Work to complete
Please retype the passage of the health-care ETF article from "In 2014, 51" up to and including "at least 2008.", keeping every word and punctuation mark unchanged.

March 6 (Bloomberg) -- Money is flooding into exchange-traded funds focused on health care at the fastest rate in at least six years, driven by booming biotechnology and pharmaceutical sectors bringing new products to market.
In 2014, 51 percent of money flowing into U.S. sector-focused ETFs, or $4.06 billion through Feb. 28, was for health-care funds, according to data compiled by Bloomberg. That’s more than two-thirds of the total deposits the funds attracted in all of 2013, and a greater share of total ETF contributions than any time since at least 2008.
“People thought drug development was dead and all there was was a patent cliff,” Doug Foreman, chief investment officer at Kayne Anderson Rudnick Investment Management in Los Angeles whose firm oversees about $9 billion, said referring to the loss of exclusivity for top-selling brand-name medicines. “There isn’t a day that goes by that some company doesn’t report positive results from a trial and the stock is up 100 percent.”
Exchange-traded funds are securities that track an index or basket of stocks or bonds in a given market or industry sector. They can be easily traded and come with low costs. Inflows to U.S. ETFs more than tripled to $183 billion last year from 2004, according to data compiled by Bloomberg.

Extracted data
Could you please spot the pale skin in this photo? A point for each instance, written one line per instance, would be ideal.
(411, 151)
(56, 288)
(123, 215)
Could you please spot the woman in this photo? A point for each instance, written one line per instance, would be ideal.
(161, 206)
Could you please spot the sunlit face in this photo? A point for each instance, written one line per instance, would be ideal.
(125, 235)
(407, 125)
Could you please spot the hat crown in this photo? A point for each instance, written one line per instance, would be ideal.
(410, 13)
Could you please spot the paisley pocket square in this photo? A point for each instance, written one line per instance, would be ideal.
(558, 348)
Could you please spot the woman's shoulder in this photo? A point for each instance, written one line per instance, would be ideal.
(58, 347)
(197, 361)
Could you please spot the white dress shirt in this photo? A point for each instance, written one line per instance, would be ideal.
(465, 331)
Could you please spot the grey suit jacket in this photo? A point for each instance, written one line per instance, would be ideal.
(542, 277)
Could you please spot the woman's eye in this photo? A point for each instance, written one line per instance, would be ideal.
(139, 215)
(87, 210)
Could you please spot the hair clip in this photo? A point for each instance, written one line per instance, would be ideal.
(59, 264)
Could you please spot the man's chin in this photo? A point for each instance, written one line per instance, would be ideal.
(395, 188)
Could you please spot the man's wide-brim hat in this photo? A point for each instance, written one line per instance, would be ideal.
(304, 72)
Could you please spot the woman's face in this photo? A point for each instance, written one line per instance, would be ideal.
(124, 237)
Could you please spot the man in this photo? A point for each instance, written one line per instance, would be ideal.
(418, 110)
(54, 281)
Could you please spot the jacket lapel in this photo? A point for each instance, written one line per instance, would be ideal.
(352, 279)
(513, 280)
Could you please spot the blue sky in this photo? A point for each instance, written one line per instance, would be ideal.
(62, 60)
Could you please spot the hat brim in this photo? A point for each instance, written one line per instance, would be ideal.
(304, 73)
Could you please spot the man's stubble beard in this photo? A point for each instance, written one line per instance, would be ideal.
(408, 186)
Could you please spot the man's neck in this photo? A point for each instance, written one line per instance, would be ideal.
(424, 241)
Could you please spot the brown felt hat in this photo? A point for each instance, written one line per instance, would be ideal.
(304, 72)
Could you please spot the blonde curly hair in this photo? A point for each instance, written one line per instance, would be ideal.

Response below
In 2014, 51 percent of money flowing into U.S. sector-focused ETFs, or $4.06 billion through Feb. 28, was for health-care funds, according to data compiled by Bloomberg. That’s more than two-thirds of the total deposits the funds attracted in all of 2013, and a greater share of total ETF contributions than any time since at least 2008.